───── Исходный текст

Шрифт:
Закладка:
В Москве таких климактерических эскапад, такого фанерного величия было, конечно, больше, чем в Лондоне, и определенно больше, чем в Берлине – разгромленный немец вжал голову в плечи и не высовывался; чувство вины, знаете ли, очень способствует тому, чтобы оставаться в границах хорошего вкуса. Но и там, и там, и там на послевоенных руинах возрос классицизм и бодро двинулся навстречу утилитаризму – в широкие народные массы.
Точно так же в семидесятые не только в СССР, а повсеместно исчезает прошлое: нисходит сон, и крепко спим мы оба на разных полюсах земли; ты обо мне, быть может, грезишь в эти часы; идут часы походкою столетий. Русские концептуалисты грезили западными коллегами и даже грезили, как западные коллеги, на разных полюсах земли, но считали, что у них есть на то особые причины. Им казалось, что Пушкин с Лермонтовым и прочий Лев Толстой стали принадлежностью советского школьного учебника, а раз так, то – вон из профессии. Это они Льву Толстому говорили. И он смиренно вышел вон, потому что вон вышло прошлое, причем повсюду, и повсюду утвердилось настоящее, безысходное, как железобетонная коробка. И что, вы приметесь описывать его с чеховской тонкостью, с бунинскими переливами? Нет, вы разложите его по карточкам. Голый человек на голой земле будет искать голые смыслы и кричать кикиморой, а не петь соловьем. Конец соловьиного сада, конец живописи, поэзии, музыки, конец христианства, конец Европы, конец истории.
Но семидесятые годы прошли, и восьмидесятые прошли, – а ничего не кончилось. Кончился только вечный Брежнев, что как раз породило жизнь, такую-сякую, но очень подвижную. Один и тот же день иссяк, дни пошли совсем разные. Настоящее тронулось с места, а следовательно, возникло будущее и образовалось прошлое. И сразу выяснилось, что у человека есть глаз, и он ищет цвета, а значит, живописи, есть слух, и он требует звука, а значит, музыки, есть душа, и она жаждет слова, потому что слово – это Бог. Слово, а не карточка.

──────────

Задание 1 = Выпишите из исходного текста фрагмент, который начинается словами «Но семидесятые годы» и продолжается до слов «а не карточка.».
Задание 2 = В исходном тексте есть предложение, которое начинается словами «Конец соловьиного сада». Перечислите в именительном падеже всё, конец чего в нем называется.

───── Список записей

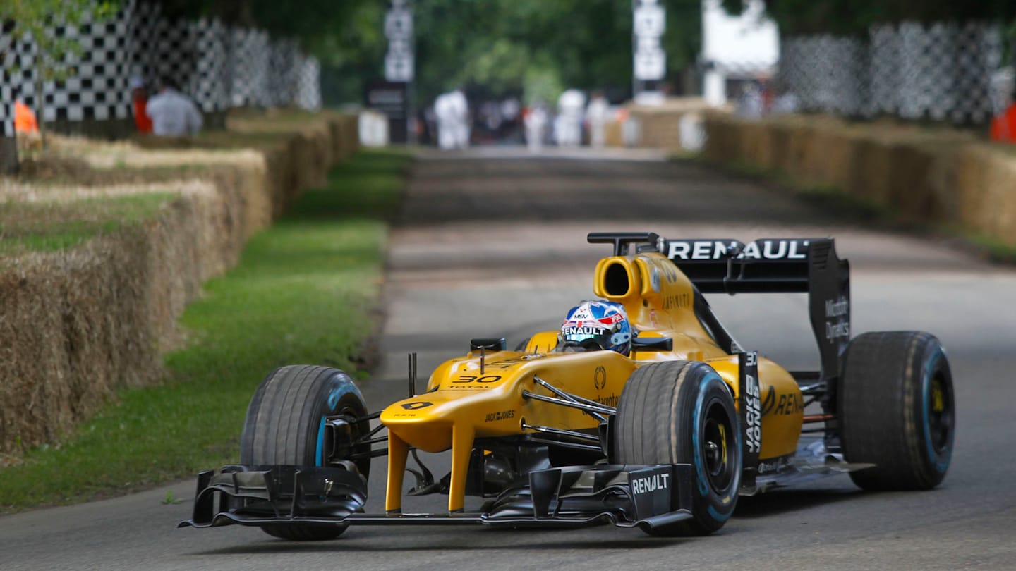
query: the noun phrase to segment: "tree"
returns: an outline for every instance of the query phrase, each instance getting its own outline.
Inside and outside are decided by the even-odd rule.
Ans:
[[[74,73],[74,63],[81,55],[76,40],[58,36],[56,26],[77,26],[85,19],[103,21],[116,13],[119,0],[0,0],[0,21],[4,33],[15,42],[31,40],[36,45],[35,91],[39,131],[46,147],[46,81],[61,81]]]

──────────
───── Список записей

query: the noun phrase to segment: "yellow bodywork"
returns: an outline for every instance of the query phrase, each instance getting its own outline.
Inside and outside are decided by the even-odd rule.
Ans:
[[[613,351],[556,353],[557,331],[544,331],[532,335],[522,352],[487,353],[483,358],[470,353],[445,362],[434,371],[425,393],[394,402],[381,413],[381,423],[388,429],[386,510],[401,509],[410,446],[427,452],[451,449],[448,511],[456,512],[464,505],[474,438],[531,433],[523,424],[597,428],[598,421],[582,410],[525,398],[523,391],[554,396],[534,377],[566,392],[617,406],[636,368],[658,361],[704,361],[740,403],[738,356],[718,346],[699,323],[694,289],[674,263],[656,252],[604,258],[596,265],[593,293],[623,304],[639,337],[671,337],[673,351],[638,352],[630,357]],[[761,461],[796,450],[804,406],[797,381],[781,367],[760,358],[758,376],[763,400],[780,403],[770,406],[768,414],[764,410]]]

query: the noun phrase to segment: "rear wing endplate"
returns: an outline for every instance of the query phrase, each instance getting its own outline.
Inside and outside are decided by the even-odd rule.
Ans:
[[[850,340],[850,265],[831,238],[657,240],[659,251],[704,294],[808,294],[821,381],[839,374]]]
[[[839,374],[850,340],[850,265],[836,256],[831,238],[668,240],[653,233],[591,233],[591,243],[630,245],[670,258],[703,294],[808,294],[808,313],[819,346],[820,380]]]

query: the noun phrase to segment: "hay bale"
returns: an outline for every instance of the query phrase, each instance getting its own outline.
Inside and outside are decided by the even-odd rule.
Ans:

──────────
───── Список записей

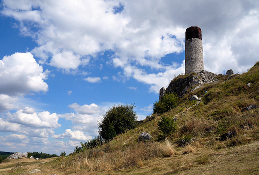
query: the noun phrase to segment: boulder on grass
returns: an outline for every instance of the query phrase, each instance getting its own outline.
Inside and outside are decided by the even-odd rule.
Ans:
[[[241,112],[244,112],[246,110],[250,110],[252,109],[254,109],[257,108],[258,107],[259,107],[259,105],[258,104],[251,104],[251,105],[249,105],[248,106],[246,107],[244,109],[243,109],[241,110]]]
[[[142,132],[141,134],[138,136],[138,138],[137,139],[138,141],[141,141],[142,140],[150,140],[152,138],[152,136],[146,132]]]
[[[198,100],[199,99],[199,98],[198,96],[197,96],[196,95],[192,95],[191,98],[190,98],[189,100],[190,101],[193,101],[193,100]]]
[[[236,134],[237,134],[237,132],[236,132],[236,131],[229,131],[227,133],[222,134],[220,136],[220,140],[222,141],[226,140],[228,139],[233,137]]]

──────────

Правильный ответ 1 =
Но семидесятые годы прошли, и восьмидесятые прошли, – а ничего не кончилось. Кончился только вечный Брежнев, что как раз породило жизнь, такую-сякую, но очень подвижную. Один и тот же день иссяк, дни пошли совсем разные. Настоящее тронулось с места, а следовательно, возникло будущее и образовалось прошлое. И сразу выяснилось, что у человека есть глаз, и он ищет цвета, а значит, живописи, есть слух, и он требует звука, а значит, музыки, есть душа, и она жаждет слова, потому что слово – это Бог. Слово, а не карточка.

Правильный ответ 2 = Соловьиный сад, живопись, поэзия, музыка, христианство, Европа, история.